Problem to solve – Please copy each line in the records below that contains the string "rough".

─── Working data

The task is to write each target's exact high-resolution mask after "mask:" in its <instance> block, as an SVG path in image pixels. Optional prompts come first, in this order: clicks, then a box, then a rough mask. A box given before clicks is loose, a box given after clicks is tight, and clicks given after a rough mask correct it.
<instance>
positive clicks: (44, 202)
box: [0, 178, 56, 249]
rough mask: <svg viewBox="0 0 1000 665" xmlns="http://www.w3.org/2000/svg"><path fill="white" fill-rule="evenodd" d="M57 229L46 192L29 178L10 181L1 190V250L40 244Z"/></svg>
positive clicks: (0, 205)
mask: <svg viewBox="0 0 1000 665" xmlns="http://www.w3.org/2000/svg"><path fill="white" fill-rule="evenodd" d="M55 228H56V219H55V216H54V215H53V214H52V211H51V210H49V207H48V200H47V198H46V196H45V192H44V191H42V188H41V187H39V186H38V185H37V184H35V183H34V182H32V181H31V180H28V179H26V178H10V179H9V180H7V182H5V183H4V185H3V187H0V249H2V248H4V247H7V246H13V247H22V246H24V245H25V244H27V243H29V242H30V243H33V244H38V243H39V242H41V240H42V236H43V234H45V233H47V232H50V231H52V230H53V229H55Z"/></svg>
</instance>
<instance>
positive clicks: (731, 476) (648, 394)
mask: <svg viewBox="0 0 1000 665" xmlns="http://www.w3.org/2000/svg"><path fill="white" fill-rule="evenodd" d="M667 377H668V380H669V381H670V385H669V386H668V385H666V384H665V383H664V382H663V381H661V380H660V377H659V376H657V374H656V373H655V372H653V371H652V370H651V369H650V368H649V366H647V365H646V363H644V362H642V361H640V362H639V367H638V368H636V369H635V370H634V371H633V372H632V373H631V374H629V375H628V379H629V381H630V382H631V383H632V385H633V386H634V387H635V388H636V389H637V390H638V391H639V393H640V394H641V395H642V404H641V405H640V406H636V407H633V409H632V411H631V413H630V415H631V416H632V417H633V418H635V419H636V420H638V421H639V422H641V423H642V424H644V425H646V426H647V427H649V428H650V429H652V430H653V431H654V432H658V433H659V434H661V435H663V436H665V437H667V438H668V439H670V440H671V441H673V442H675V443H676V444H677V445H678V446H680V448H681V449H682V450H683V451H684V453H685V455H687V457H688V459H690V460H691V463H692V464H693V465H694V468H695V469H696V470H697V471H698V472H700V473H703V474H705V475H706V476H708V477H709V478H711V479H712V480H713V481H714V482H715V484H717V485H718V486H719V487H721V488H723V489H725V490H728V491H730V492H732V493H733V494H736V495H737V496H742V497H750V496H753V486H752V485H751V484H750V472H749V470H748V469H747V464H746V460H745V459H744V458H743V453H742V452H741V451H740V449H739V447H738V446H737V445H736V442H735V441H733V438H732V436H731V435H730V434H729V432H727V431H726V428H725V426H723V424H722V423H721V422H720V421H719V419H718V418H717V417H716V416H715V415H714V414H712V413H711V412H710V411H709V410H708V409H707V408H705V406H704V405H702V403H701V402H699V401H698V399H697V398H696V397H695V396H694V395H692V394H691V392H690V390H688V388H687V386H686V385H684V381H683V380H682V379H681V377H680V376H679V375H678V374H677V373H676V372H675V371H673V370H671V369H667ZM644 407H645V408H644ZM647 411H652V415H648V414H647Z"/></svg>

──────

Final answer –
The task is to write each target's exact high-resolution mask after "mask:" in its <instance> block, as an SVG path in image pixels. Optional prompts come first, in this order: clicks, then a box, then a rough mask. A box given before clicks is loose, a box given after clicks is tight, and clicks given after a rough mask correct it.
rough mask: <svg viewBox="0 0 1000 665" xmlns="http://www.w3.org/2000/svg"><path fill="white" fill-rule="evenodd" d="M57 229L46 192L29 178L10 181L1 190V250L40 244Z"/></svg>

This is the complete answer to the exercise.